**GIVEN PASSAGE:**
⁂

In response to Marci's query whethere there is some limit on what prisons must do, of course there is.  No one says the prisoners win every case; that is her straw man.  Some diet claims are insincere; some demand that the religious requirements be met in a different way, although the prison has already met them; some may be too expensive, although I want the court to seriously look at the evidence on that.
 
The right to kosher and halel food is so sensible that it has largely survived the lack of any doctrinal basis after Turner and Smith.  RLUIPA grounds those claims again, and of course it reaches some of them.  Some prisons insisted on pouring pork drippings over everything until they got sued; objecting to that is a dietary claim that Marci would apparently reject.  Claiming that RLUIPA does not require the prison to "pay for any dietary request" makes sense only if one intends to nullify the Act by "interpretation" now that the Court has refused to nullify it on a constitutional challenge.

⁂

Image object location items:
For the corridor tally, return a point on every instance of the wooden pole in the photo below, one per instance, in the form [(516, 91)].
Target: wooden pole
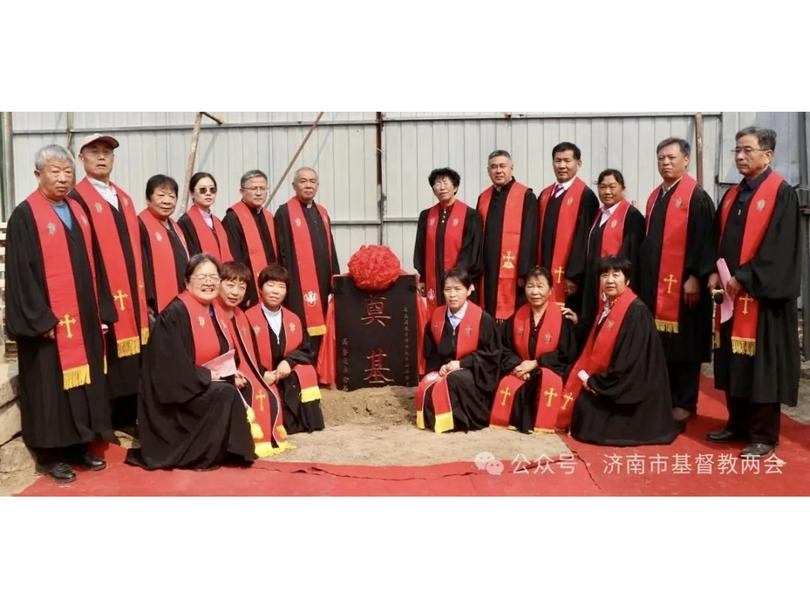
[(294, 158)]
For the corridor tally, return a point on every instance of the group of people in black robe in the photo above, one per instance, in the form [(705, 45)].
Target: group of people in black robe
[(547, 312)]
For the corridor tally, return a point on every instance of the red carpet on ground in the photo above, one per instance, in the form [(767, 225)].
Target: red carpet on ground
[(690, 466)]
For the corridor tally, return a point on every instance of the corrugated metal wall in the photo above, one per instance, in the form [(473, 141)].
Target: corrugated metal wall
[(343, 150)]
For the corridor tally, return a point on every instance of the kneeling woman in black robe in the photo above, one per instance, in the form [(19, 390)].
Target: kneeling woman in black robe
[(539, 345), (619, 384), (462, 353), (190, 416)]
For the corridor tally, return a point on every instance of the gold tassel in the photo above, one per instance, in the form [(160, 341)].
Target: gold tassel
[(311, 393), (77, 376), (444, 423), (128, 347), (669, 327), (744, 346)]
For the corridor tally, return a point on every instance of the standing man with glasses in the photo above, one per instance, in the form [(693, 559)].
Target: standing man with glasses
[(757, 235), (306, 249), (251, 230)]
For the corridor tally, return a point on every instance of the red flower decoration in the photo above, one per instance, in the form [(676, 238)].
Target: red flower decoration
[(374, 267)]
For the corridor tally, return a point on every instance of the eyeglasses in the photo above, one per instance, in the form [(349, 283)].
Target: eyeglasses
[(214, 278), (747, 150)]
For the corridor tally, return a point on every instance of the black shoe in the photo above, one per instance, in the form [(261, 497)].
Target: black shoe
[(726, 436), (757, 450), (60, 472), (88, 461)]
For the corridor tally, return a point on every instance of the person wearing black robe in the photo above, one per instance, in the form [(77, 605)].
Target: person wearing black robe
[(611, 193), (629, 403), (524, 407), (57, 423), (690, 344), (189, 417), (123, 373), (253, 187), (472, 379), (324, 255), (161, 201), (755, 384), (500, 169), (445, 183), (566, 158)]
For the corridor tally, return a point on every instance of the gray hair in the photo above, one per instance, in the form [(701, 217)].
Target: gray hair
[(682, 144), (250, 175), (52, 152), (495, 153), (765, 137), (300, 169)]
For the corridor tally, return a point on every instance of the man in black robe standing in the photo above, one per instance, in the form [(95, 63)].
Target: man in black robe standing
[(58, 423), (687, 341), (757, 375)]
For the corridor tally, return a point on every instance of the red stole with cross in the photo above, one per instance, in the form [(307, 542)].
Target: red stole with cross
[(61, 286), (212, 241), (673, 253), (163, 265), (510, 246), (746, 308), (253, 240), (466, 342), (293, 337), (311, 294), (453, 237), (128, 335), (564, 234), (265, 414), (550, 383), (595, 357)]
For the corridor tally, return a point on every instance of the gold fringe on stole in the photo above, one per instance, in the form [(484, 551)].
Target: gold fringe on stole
[(309, 394), (670, 327), (316, 330), (128, 347), (744, 346), (443, 423), (77, 376)]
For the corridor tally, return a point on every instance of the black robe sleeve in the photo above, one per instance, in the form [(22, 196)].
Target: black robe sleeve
[(773, 273), (28, 313)]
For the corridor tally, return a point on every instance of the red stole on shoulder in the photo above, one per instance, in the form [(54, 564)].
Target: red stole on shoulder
[(128, 335), (548, 338), (595, 357), (453, 238), (61, 286), (510, 246), (673, 253), (293, 337), (253, 240), (311, 295), (746, 308), (564, 235), (164, 269), (265, 414), (213, 242), (467, 334)]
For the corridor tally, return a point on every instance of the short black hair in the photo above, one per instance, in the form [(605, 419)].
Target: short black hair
[(616, 262), (160, 180), (564, 146), (198, 259), (444, 172), (274, 272), (459, 274)]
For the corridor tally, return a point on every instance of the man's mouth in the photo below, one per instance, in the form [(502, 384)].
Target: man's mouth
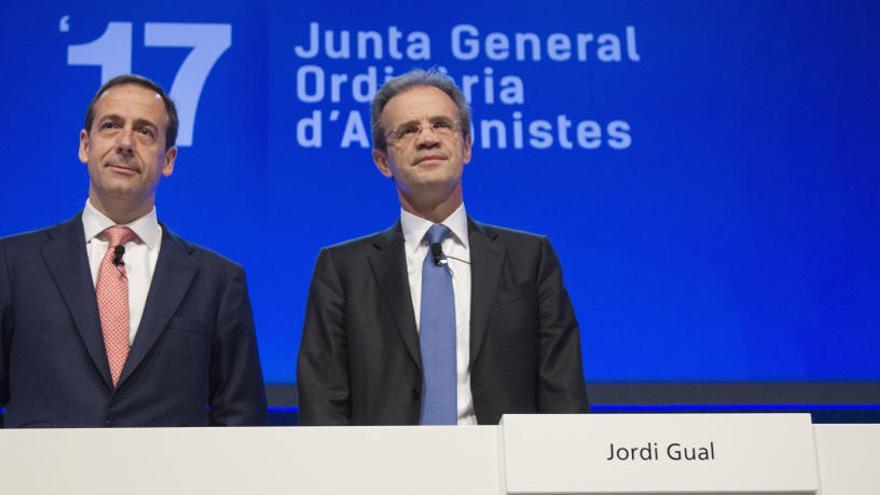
[(121, 168), (427, 158)]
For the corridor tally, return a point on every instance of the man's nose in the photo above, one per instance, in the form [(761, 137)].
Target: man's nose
[(125, 140), (427, 137)]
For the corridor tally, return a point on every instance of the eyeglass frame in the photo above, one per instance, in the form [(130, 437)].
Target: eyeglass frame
[(394, 137)]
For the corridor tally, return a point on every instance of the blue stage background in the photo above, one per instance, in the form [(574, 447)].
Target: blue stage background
[(707, 171)]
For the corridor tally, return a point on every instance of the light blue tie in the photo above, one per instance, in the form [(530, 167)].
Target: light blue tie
[(437, 337)]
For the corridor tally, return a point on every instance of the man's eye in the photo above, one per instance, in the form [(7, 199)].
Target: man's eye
[(408, 130)]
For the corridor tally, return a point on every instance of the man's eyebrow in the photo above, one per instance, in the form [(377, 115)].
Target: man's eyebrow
[(145, 123), (110, 116), (433, 118)]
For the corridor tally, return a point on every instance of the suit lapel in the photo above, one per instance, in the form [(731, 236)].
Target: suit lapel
[(175, 271), (487, 259), (67, 261), (388, 263)]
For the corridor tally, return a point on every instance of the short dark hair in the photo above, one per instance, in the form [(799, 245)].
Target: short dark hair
[(170, 108), (411, 79)]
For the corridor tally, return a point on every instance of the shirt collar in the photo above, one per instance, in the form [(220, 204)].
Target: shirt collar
[(146, 227), (414, 227)]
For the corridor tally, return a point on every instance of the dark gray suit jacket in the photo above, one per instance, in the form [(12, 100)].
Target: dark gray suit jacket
[(194, 359), (359, 360)]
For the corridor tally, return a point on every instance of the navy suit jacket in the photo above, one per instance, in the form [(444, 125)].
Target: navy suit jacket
[(193, 362), (359, 360)]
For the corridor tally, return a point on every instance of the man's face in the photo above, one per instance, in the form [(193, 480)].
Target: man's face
[(428, 162), (125, 148)]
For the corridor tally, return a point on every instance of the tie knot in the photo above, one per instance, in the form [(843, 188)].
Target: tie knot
[(118, 235), (437, 233)]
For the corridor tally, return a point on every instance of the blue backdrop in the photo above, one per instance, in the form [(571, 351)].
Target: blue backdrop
[(708, 171)]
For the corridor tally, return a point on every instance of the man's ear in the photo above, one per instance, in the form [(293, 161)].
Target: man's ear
[(84, 146), (381, 161), (168, 166)]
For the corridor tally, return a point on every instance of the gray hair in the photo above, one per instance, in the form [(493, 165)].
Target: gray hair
[(411, 79)]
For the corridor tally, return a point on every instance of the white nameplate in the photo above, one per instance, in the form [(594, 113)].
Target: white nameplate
[(659, 453), (848, 458)]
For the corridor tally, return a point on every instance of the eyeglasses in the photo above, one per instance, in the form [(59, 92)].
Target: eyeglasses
[(406, 133)]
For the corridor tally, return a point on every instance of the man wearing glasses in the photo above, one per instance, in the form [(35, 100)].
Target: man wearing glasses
[(439, 319)]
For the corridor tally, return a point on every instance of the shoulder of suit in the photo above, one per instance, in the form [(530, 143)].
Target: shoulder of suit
[(200, 253), (36, 238), (506, 235), (370, 241)]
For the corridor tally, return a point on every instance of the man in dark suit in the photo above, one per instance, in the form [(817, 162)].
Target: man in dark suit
[(109, 319), (439, 319)]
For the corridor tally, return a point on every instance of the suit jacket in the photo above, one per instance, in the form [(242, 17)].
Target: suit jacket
[(359, 360), (193, 362)]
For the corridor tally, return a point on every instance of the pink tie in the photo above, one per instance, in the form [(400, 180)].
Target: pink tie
[(112, 291)]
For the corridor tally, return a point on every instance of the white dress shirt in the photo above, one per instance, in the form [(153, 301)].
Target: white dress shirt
[(454, 246), (141, 254)]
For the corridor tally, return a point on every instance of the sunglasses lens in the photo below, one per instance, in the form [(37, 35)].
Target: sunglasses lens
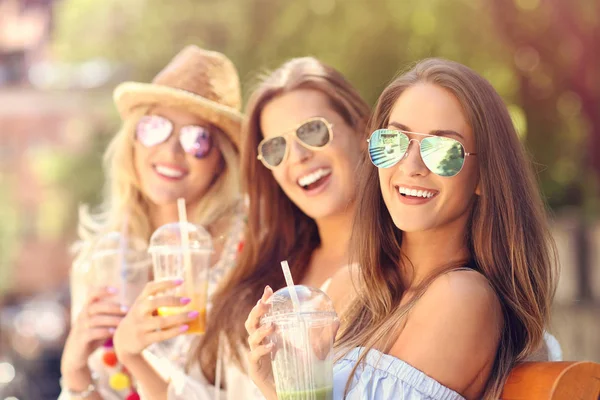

⁂

**TASK 1:** In the passage on prison diet claims, what did some prisons insist on doing until they got sued?
**TASK 2:** Carry on the passage on prison diet claims, starting after its final sentence.
The items are not needed for any of the tasks.

**EXERCISE RESULT 1:** Pouring pork drippings over everything.

**EXERCISE RESULT 2:**
 
Doug
 
 
 
Are you taking the position that RLUIPA places a burden on every prison to accommodate every religious diet request?  I don't see how RLUIPA creates a requirement that the prison pay for any dietary request.  There are literally hundreds of diet variations among the many religions.   No prison can cover them all, and there has to be some limit to what prisons must do, right?  
 
Marci
 
 
In a message dated 6/1/2005 10:47:25 A.M. Eastern Standard Time, [EMAIL PROTECTED] writes:
The rules of construction in the text of the statute actually address this issue.  They say that the act neither creates nor precludes a right to have the state fund a religious organization or pay for a religious activity, but the state does have to pay the costs of removing substantial burdens on religious activity.

Douglas Laycock
University of Texas Law School
727 E. Dean Keeton St.
Austin, TX  78705
512-232-1341
512-471-6988 (fax)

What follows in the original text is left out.